→ Exercises
1 > Translate this sentence from the biography of Živko Čingo into Spanish: "He worked as a journalist and as Director of the Macedonian National Theatre."
2 > Write a continuation of the biography of Živko Čingo, starting after its last sentence.

→ Source text
————

- Born: 13 August 1935 Velgosti, Ohrid, Vardar Banovina, Kingdom of Yugoslavia (now North Macedonia)
- Died: 11 August 1987 Ohrid, SR Macedonia, SFR Yugoslavia (now North Macedonia)
- Occupation: Author

= Živko Čingo =

Macedonian writer

Živko Čingo (also spelt Zhivko Chingo) (13 August 1935 – 11 August 1987) was a Macedonian writer, born in Velgosti, near Ohrid, Kingdom of Yugoslavia.

== Biography ==
He studied literature at the University of Sts Cyril and Methodius in Skopje. He worked as a journalist and as Director of the Macedonian National Theatre.

He was part of the new wave of writers to emerge on the Macedonian literary scene in the post-World War II period. One of his novels, Golemata Voda (The Great Water), has been translated into English. It was also recently made into a movie, also called The Great Water. Some other short stories have also been translated and published in various collections.

————

→ Recorded data
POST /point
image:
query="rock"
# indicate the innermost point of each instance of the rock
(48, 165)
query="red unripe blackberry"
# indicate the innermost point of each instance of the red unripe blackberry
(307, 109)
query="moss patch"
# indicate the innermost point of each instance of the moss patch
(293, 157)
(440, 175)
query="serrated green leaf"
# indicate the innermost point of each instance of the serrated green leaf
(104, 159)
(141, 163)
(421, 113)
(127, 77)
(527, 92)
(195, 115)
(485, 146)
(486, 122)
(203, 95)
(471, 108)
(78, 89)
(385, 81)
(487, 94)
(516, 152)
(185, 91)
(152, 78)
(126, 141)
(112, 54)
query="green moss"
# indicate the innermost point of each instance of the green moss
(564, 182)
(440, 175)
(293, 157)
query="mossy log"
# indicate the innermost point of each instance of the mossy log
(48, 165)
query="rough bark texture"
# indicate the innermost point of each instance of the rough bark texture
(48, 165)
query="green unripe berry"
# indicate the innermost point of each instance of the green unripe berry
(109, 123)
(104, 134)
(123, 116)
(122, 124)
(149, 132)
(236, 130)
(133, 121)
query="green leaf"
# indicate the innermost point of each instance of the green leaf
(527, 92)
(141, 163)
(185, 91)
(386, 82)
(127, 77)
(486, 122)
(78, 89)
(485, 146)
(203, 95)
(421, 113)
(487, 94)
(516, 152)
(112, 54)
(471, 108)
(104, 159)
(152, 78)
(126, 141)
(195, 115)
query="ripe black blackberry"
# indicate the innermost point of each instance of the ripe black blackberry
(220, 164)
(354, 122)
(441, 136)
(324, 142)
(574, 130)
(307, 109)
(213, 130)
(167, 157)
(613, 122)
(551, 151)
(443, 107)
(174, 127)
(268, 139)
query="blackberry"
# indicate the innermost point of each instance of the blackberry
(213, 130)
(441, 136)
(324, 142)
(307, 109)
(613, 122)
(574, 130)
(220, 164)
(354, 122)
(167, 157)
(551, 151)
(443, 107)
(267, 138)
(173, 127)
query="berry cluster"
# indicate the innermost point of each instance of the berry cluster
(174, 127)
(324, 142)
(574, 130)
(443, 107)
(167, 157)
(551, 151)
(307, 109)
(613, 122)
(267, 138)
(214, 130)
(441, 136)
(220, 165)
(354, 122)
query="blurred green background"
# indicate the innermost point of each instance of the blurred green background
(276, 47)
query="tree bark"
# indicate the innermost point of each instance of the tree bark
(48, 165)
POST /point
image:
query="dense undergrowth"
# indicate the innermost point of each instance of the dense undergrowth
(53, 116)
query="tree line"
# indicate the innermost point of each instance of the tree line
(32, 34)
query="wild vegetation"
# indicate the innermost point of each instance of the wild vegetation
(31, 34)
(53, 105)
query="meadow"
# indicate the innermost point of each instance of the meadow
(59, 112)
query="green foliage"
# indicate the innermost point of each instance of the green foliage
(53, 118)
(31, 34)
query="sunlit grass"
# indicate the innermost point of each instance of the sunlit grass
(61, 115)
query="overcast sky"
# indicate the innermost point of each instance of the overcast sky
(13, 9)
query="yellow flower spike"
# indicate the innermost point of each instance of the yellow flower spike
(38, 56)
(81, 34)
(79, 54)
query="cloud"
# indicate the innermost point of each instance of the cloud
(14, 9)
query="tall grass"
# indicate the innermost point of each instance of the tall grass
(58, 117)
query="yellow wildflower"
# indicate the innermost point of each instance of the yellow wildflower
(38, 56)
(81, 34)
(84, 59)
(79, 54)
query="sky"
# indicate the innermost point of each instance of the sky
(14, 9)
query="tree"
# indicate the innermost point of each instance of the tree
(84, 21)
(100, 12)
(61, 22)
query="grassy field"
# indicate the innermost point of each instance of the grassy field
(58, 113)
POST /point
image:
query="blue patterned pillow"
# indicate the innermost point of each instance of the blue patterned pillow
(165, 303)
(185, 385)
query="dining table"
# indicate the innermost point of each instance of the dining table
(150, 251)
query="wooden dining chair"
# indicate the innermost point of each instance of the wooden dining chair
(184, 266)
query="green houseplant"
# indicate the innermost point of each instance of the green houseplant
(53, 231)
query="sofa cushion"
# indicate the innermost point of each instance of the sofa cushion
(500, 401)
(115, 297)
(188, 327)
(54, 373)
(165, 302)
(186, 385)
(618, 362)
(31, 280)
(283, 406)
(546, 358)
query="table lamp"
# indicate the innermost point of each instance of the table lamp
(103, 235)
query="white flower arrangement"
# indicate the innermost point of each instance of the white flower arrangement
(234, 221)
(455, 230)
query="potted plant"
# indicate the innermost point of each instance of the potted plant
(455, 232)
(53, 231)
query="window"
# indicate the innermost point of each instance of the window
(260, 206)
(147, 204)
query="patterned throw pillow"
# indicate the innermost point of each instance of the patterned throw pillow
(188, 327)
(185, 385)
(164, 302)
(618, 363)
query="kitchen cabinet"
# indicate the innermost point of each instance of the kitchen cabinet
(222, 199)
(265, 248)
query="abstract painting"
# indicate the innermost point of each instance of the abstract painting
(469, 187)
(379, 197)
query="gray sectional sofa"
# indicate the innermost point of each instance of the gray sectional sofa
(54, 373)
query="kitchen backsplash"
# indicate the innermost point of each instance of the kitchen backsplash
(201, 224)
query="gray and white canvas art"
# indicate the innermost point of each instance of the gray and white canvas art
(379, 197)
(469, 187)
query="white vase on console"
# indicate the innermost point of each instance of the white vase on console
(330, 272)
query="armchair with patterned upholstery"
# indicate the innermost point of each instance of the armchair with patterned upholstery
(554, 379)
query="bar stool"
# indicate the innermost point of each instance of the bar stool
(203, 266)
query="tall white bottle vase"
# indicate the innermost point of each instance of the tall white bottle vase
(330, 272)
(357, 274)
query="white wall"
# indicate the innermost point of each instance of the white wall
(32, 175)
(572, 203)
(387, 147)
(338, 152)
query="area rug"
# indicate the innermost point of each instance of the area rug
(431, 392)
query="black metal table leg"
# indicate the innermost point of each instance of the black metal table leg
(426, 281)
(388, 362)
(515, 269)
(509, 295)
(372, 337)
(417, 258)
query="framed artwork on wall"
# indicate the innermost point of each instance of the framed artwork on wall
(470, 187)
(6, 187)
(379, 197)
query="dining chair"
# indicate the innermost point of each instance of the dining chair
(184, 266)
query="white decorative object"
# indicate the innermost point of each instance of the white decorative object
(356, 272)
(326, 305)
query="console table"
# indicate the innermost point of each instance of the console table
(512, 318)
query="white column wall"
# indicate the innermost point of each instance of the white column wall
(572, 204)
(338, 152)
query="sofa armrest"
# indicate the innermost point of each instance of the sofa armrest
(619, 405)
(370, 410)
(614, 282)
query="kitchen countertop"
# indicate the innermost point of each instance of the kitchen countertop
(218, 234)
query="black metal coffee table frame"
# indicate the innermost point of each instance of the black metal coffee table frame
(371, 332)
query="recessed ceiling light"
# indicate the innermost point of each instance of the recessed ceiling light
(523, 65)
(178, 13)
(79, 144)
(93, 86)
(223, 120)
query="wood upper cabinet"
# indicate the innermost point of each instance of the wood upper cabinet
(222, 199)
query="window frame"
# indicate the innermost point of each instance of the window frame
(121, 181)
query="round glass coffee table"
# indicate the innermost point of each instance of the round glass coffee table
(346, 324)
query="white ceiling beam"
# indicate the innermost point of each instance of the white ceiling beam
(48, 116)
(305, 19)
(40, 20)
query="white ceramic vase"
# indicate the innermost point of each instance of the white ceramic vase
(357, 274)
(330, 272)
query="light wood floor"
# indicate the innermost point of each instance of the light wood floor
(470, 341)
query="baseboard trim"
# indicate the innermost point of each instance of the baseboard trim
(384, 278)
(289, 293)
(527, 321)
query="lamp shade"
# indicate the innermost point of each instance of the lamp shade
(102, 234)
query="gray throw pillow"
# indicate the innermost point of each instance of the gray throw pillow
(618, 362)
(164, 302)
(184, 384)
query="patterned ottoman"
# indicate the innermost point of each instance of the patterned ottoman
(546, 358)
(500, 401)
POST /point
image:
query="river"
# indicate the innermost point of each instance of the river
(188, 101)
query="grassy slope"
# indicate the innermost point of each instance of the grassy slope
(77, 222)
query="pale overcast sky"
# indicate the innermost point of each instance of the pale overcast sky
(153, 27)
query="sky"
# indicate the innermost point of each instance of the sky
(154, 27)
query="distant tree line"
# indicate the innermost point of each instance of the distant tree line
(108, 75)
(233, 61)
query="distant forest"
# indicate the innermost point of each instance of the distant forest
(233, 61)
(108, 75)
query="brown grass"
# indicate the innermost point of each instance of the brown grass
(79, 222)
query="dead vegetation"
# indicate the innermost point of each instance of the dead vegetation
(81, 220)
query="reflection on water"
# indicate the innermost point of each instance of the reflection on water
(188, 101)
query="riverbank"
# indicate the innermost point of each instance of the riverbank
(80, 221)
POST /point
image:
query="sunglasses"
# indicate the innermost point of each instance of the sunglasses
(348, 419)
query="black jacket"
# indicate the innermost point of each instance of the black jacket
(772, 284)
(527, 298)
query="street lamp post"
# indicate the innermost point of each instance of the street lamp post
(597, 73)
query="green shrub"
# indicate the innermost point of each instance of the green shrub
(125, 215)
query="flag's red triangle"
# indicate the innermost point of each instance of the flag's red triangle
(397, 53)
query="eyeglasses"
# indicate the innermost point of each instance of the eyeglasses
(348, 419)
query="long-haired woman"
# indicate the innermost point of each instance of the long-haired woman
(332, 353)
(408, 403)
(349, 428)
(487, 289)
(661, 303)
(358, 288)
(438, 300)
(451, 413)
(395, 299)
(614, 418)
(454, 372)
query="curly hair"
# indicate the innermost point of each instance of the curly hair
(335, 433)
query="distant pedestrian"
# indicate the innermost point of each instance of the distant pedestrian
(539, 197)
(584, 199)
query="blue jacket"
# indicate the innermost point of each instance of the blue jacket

————

→ Answers by task
1 > Trabajó como periodista y como director del Teatro Nacional Macedonio.

2 >
== Bibliography ==
- "Пасквелија" (Paskvelia, short stories, 1961)
- "Семејството Огулиновци" (Ogulinov Family, short stories, 1965)
- "Нова Пасквелија" (New Paskvelia, short stories, 1965)
- "Сребрени снегови" (Silver Snows, novel for children, 1966)
- "Пожар" (The Fire, short stories, 1970)
- "Големата вода" (The Great Water, novel, 1971)
- "Жед" (Thirst, screenplay, 1971)
- "Поле" (Field, screenplay, 1971)
- "Образов" (Cheek, play, 1973)
- "Ѕидот, водата" (The Wall, The Water, play, 1976)
- "Вљубениот дух" (The Ghost in Love, short stories, 1976)
- "Кенгурски скок" (Кangaroo Јump, play, 1979)
- "Макавејските празници"' (The Maccabean Feasts, play, 1982)
- "Накусо" (In Brief, short stories, 1984)
- "Пчеларник" (Бeehives, screenplay, 1988)
- "Гроб за душата" (Grave for the Soul, short stories, 1989)
- "Бабаџан" (Babajan, novel, 1989)
- "Бунило" (Delirium, short stories, 1989)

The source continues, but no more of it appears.